- _What the task requires_: Copy out the material below with each "dog's" changed to "puppy's" and everything else unchanged. Leave the pictures out of your answer.

++++ Exercise inputs ++++

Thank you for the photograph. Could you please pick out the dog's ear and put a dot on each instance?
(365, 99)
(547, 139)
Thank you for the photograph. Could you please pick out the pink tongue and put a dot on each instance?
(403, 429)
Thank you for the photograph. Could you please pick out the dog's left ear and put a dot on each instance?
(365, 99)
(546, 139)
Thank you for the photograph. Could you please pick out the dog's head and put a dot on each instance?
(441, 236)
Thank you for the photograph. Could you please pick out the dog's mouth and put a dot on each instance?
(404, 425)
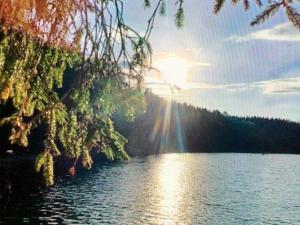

++++

- _Exercise response_:
Thank you for the photograph. Could you please pick out the puppy's ear and put a dot on each instance?
(365, 99)
(547, 139)
Thank you for the photograph. Could you please pick out the pink tongue and put a dot on each instance?
(403, 429)
Thank you for the photograph. Could you please pick out the puppy's left ear and put a dot on each instance?
(365, 99)
(546, 139)
Thank you for the photograph. Could you please pick out the puppy's head and put a dot on each instance?
(441, 236)
Thank you for the photograph. Could you please pick out the puppy's mouth and put a dot on each instance?
(404, 425)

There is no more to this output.